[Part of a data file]
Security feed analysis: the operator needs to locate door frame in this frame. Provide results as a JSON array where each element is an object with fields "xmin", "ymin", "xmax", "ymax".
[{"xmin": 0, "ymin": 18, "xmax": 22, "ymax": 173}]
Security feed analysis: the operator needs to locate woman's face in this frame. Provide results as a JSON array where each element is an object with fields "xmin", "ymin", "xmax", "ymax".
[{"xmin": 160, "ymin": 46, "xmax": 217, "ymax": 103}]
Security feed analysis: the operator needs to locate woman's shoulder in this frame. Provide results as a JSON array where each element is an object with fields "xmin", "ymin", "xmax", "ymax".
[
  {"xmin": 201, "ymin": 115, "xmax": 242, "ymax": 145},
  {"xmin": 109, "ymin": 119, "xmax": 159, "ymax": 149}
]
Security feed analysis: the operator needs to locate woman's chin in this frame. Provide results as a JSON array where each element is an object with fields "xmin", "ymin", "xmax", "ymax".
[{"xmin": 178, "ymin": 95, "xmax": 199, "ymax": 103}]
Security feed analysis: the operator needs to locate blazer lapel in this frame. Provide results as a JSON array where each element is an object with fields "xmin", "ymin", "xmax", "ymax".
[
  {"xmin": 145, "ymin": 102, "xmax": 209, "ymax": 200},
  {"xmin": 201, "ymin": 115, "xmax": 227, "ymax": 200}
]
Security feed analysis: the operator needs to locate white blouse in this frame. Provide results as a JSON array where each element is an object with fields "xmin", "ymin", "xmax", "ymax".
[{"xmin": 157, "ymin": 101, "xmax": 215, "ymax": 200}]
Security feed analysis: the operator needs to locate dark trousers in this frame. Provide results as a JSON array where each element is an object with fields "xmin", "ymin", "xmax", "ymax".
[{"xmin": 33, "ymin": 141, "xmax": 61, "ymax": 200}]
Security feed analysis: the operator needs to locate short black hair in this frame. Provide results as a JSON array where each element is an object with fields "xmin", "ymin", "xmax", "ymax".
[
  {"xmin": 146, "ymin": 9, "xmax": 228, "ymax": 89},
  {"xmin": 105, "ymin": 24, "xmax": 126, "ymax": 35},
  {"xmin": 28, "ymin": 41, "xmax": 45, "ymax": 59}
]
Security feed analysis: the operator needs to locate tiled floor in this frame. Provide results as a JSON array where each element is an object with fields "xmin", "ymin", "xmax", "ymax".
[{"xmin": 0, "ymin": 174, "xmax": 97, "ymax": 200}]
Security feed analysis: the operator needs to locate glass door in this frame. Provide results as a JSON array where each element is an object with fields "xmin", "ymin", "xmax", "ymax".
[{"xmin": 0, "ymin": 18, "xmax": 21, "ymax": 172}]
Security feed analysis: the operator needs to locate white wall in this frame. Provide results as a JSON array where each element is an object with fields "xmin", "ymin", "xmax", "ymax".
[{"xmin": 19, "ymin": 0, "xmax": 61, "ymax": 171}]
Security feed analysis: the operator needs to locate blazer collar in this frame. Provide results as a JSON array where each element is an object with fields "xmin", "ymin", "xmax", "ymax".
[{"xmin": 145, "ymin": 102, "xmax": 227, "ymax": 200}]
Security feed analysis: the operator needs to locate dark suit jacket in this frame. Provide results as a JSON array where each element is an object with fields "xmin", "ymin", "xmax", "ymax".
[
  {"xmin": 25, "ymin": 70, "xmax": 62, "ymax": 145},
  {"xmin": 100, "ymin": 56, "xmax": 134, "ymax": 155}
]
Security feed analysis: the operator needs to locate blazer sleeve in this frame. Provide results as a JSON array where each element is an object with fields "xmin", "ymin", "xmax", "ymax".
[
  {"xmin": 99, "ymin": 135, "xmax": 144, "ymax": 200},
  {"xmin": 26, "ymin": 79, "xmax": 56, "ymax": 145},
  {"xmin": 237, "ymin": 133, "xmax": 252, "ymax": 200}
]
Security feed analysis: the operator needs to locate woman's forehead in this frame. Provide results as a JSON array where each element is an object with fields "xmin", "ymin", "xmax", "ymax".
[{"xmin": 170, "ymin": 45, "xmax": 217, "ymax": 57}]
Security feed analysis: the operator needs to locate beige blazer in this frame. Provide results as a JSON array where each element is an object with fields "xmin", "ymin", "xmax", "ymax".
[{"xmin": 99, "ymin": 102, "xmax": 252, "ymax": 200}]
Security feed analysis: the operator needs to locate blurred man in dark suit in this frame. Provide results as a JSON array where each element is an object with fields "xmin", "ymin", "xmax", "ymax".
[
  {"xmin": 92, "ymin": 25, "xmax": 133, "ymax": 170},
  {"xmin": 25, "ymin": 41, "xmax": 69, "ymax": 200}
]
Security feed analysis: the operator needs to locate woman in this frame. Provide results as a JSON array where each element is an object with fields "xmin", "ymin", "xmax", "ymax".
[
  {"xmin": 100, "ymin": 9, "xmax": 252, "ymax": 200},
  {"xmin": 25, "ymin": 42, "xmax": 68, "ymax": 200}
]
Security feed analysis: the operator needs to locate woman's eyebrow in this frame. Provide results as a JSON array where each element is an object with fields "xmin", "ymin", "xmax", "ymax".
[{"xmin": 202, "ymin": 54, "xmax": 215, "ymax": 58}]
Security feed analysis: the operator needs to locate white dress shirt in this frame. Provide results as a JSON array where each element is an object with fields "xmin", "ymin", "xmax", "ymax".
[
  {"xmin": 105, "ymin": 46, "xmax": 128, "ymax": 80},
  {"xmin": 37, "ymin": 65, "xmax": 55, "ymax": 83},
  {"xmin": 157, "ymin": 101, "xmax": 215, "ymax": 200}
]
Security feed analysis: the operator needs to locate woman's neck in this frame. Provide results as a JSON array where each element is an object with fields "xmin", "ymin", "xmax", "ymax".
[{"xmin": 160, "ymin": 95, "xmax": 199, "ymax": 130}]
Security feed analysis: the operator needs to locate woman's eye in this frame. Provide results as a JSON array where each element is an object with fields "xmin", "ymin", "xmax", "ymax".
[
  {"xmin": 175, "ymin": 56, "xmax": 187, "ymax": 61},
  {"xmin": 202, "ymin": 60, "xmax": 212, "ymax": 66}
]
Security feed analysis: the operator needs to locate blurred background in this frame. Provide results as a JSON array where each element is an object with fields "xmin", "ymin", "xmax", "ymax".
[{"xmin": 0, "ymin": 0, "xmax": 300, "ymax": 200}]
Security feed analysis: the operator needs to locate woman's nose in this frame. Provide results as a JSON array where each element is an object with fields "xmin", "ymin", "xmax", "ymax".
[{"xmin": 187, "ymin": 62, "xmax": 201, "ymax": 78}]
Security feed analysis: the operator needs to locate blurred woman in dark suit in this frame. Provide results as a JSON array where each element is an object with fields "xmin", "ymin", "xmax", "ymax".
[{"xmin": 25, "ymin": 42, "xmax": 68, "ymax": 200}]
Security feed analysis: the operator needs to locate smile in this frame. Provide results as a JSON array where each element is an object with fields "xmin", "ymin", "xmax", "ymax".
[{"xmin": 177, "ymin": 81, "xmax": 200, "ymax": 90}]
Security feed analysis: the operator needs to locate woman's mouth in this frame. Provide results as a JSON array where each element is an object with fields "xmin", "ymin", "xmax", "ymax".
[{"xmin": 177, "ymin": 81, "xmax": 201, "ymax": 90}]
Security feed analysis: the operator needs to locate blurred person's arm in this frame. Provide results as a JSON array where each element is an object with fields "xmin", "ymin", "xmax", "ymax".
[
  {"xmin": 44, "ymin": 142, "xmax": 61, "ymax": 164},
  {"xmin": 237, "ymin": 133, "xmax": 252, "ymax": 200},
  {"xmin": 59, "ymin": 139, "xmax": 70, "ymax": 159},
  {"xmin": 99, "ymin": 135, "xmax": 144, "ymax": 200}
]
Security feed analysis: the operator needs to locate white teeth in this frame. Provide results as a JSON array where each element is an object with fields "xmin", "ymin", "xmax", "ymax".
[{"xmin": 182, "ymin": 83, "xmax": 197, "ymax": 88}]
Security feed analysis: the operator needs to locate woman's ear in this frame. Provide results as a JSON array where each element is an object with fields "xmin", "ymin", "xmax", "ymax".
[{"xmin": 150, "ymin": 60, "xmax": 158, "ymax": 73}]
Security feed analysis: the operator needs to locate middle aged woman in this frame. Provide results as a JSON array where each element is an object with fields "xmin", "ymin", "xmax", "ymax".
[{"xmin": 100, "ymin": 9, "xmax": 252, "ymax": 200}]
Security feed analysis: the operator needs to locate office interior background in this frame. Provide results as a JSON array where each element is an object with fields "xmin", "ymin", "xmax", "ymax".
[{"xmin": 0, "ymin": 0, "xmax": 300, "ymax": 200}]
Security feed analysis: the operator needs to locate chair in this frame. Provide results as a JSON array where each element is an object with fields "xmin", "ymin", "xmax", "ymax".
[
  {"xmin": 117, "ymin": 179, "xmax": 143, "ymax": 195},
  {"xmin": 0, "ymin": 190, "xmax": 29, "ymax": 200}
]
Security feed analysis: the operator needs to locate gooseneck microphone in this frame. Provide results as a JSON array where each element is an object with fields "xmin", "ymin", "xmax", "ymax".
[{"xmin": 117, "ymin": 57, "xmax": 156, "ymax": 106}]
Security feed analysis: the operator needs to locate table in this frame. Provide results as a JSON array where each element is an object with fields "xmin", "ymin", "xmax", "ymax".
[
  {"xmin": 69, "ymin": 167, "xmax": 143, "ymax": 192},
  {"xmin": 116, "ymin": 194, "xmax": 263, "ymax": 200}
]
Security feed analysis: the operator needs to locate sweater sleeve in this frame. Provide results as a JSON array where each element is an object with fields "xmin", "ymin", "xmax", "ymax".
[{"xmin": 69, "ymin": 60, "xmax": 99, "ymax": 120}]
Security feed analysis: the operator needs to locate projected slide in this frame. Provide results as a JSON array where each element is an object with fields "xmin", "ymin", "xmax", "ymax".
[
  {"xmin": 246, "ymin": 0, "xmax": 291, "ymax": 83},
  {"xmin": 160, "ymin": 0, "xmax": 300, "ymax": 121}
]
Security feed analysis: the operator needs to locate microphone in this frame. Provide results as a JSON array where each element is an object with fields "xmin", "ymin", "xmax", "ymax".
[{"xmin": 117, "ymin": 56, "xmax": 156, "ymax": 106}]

What you will do:
Arrange the lines of the records as a JSON list of strings, one string per line and no blank lines, covering the stretch from the line containing "Security feed analysis: the operator needs to locate gooseneck" through the end of the records.

Result below:
[
  "Security feed analysis: the operator needs to locate gooseneck microphone in this frame. Provide results as a JSON array where each element is an object with fields \"xmin\", \"ymin\", \"xmax\", \"ymax\".",
  "[{\"xmin\": 117, \"ymin\": 57, \"xmax\": 156, \"ymax\": 106}]",
  "Security feed analysis: the operator needs to locate table in this frame. Provide results as a JSON array where each element is an object with fields \"xmin\", \"ymin\", \"xmax\", \"ymax\".",
  "[",
  "  {\"xmin\": 69, \"ymin\": 167, \"xmax\": 143, \"ymax\": 192},",
  "  {\"xmin\": 116, \"ymin\": 194, \"xmax\": 263, \"ymax\": 200}",
  "]",
  "Security feed analysis: the operator needs to locate sweater sleeve in this frame. Provide results as a JSON array where each element is an object with fields \"xmin\", \"ymin\", \"xmax\", \"ymax\".",
  "[{\"xmin\": 69, \"ymin\": 60, \"xmax\": 99, \"ymax\": 120}]",
  "Security feed analysis: the operator needs to locate projected slide in this frame. Provide results as a JSON array where each element is an object with fields \"xmin\", \"ymin\", \"xmax\", \"ymax\".",
  "[",
  "  {\"xmin\": 246, \"ymin\": 0, \"xmax\": 291, \"ymax\": 83},",
  "  {\"xmin\": 160, \"ymin\": 0, \"xmax\": 300, \"ymax\": 121}",
  "]",
  "Security feed analysis: the operator needs to locate microphone in this frame. Provide results as a JSON array where each element is an object with fields \"xmin\", \"ymin\", \"xmax\", \"ymax\".",
  "[{\"xmin\": 117, \"ymin\": 56, \"xmax\": 156, \"ymax\": 106}]"
]